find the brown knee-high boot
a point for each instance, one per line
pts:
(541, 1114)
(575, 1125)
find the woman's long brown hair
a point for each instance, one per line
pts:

_EXERCISE REQUIREMENTS_. I need the number of lines in the entries that include "brown"; please give that number and nothing else.

_RESPONSE_. 2